▸ **Exercise aim**:
Reproduce word for word everything in the entries below, from the line containing "Target: eyebrow" down to the end of the entries, including both ends.

[Location labeling entries]

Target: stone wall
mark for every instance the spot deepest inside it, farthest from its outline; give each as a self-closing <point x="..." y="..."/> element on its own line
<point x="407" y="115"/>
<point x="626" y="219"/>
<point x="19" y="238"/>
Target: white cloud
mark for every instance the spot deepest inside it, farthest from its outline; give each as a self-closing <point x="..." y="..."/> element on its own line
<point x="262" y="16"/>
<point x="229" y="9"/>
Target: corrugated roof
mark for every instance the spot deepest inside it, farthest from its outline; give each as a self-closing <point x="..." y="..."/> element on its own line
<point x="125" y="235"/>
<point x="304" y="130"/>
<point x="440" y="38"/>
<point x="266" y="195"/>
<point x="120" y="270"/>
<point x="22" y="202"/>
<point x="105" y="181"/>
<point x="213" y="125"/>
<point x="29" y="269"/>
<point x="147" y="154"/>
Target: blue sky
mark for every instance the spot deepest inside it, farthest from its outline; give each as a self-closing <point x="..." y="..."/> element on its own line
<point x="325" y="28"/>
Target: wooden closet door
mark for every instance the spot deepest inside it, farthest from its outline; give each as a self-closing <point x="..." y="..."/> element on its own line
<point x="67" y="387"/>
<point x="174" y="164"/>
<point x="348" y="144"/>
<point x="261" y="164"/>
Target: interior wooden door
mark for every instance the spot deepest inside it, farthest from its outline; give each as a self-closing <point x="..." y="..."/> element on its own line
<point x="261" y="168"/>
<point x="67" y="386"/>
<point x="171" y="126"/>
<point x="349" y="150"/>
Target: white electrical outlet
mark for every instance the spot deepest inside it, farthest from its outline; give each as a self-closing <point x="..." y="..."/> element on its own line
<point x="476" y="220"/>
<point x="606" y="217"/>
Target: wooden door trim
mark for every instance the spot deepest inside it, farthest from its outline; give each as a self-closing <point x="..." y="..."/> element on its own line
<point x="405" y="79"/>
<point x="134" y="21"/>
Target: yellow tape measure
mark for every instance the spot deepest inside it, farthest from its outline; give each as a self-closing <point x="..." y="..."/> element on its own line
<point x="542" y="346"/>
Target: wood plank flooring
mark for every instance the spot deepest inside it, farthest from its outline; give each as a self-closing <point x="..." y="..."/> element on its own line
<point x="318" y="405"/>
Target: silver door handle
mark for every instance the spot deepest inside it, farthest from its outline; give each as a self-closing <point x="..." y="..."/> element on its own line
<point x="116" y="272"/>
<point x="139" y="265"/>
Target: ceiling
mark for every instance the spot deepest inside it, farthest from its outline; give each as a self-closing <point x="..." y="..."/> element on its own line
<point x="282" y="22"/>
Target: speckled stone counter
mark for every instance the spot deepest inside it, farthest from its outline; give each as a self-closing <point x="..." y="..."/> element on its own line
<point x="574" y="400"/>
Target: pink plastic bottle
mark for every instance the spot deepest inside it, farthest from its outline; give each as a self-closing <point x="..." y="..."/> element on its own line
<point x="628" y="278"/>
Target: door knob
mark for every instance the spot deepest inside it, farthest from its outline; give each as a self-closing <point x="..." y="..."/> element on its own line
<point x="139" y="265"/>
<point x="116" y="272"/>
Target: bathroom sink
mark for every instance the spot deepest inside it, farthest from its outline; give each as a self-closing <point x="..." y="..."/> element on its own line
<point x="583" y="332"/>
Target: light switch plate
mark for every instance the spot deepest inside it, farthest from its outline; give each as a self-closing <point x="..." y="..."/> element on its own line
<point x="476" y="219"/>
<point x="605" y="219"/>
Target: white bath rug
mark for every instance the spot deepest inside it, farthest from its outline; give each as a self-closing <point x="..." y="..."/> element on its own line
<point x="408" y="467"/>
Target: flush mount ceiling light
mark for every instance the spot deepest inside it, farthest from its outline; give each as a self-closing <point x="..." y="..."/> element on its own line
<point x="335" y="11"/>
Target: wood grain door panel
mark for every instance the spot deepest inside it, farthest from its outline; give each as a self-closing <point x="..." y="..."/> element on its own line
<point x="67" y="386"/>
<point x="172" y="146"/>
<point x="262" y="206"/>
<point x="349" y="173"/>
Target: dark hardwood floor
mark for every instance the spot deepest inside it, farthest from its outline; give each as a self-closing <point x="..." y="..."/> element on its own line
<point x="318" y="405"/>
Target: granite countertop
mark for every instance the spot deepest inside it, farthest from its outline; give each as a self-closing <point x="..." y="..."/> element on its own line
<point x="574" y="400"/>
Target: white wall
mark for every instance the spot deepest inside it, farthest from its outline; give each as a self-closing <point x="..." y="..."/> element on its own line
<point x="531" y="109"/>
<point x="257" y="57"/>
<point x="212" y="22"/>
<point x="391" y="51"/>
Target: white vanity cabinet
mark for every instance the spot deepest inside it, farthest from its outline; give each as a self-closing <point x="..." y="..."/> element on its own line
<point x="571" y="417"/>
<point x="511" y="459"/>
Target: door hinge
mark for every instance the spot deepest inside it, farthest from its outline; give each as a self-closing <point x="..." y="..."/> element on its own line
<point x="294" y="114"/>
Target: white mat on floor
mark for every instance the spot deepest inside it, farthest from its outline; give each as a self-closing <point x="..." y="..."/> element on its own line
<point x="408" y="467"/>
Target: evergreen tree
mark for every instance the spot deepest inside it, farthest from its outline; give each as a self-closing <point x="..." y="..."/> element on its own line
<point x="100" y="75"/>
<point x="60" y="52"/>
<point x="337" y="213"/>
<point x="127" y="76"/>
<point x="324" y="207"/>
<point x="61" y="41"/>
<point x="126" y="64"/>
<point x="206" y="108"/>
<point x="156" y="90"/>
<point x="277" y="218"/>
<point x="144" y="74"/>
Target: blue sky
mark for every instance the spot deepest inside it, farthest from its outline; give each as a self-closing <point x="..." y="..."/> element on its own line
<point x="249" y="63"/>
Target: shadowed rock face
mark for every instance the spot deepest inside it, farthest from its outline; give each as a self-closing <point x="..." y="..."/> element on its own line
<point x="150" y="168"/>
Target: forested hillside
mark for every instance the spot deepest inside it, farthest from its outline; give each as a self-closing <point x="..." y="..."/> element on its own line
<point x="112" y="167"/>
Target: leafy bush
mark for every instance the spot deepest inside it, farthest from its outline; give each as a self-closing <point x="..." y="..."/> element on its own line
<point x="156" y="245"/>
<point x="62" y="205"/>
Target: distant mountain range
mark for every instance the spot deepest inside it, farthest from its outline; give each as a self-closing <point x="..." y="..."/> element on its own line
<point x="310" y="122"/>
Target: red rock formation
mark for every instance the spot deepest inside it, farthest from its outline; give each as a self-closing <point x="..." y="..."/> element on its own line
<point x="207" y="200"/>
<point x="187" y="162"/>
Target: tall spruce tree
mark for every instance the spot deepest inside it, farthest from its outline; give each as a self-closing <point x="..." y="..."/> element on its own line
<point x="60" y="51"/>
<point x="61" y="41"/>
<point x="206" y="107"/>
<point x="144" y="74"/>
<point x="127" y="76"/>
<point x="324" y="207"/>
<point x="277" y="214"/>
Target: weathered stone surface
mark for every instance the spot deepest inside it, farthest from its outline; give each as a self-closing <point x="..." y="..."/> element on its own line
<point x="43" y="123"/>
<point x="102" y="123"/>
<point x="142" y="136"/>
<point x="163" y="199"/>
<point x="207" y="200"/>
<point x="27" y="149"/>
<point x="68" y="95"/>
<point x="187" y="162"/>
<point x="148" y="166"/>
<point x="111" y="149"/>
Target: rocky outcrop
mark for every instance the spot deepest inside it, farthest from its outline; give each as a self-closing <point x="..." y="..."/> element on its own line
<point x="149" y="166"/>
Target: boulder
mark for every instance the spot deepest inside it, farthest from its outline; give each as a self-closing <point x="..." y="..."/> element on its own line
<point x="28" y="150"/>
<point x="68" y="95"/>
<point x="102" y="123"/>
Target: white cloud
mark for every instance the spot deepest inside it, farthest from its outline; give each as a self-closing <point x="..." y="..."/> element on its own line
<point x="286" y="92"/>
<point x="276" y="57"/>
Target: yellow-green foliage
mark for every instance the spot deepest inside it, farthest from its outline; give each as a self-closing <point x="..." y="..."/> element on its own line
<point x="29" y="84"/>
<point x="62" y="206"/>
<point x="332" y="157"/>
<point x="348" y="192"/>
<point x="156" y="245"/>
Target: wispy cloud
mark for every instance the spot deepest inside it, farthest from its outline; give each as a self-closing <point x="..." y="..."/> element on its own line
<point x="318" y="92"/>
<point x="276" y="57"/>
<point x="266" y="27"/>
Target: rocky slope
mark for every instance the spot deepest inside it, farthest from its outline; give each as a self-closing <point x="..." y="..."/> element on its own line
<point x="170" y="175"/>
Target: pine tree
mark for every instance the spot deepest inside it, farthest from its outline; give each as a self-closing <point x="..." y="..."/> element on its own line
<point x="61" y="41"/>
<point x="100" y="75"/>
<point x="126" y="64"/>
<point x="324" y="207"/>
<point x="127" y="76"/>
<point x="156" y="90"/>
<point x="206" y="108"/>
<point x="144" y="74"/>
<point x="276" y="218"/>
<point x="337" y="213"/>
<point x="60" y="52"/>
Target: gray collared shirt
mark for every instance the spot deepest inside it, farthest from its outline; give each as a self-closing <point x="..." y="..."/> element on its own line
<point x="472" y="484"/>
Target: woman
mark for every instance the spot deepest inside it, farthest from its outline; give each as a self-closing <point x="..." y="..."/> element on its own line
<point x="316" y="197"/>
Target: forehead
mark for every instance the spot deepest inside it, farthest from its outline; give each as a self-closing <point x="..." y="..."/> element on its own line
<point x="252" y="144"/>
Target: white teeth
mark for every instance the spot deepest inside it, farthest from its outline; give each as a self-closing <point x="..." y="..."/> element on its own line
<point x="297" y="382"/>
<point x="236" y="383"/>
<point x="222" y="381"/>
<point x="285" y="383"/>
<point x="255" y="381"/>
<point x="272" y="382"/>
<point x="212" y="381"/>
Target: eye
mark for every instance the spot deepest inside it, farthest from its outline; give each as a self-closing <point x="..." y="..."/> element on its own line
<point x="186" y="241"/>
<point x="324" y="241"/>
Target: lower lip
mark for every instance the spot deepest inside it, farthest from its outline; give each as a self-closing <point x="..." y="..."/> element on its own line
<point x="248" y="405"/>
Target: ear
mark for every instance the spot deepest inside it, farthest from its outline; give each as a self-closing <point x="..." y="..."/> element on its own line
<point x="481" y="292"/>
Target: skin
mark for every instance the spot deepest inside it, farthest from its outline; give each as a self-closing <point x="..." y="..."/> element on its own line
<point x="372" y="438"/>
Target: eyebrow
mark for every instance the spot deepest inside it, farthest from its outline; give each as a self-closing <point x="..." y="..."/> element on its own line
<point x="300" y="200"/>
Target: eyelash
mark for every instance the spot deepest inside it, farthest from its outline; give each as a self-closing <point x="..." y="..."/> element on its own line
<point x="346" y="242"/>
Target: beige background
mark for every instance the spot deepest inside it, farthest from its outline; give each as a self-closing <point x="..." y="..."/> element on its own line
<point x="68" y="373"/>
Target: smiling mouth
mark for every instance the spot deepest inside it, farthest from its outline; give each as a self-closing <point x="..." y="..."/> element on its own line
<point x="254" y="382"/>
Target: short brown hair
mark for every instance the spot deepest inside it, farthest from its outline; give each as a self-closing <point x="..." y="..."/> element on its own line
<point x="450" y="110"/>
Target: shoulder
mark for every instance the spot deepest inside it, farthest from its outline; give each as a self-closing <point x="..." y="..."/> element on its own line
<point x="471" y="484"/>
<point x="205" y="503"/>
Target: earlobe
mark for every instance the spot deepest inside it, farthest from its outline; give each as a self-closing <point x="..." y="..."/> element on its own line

▸ **Solution to this exercise**:
Target: eyebrow
mark for every instance the spot deepest inside it, farthest from its outline; give each as a self-closing <point x="..." y="..."/> element on its own line
<point x="300" y="200"/>
Target: eyelash
mark for every instance the spot deepest inside it, farthest from its outline; give each as a self-closing <point x="..." y="..."/> element on its own line
<point x="346" y="242"/>
Target: beige background
mark for every instance the spot deepest inside it, farthest from its outline; give each as a self-closing <point x="..." y="..."/> element on its own line
<point x="68" y="373"/>
Target: smiling mouth
mark for every instance the spot deepest inside it, farthest from its outline; give each as a self-closing <point x="..." y="..."/> element on its own line
<point x="254" y="382"/>
Target: short brown hair
mark for every instance the spot deepest inside it, farthest from its outline; give each as a self-closing <point x="..." y="..."/> element on its own line
<point x="450" y="110"/>
Target: shoulder
mark for every instance the spot deepest inside it, farthest from its outline; give each as a self-closing <point x="..." y="..."/> element on its own line
<point x="471" y="484"/>
<point x="205" y="503"/>
Target: earlobe
mark for every instance the spot deepest inside it, farthest from its outline; give each as a self-closing <point x="..." y="..."/> element on its own line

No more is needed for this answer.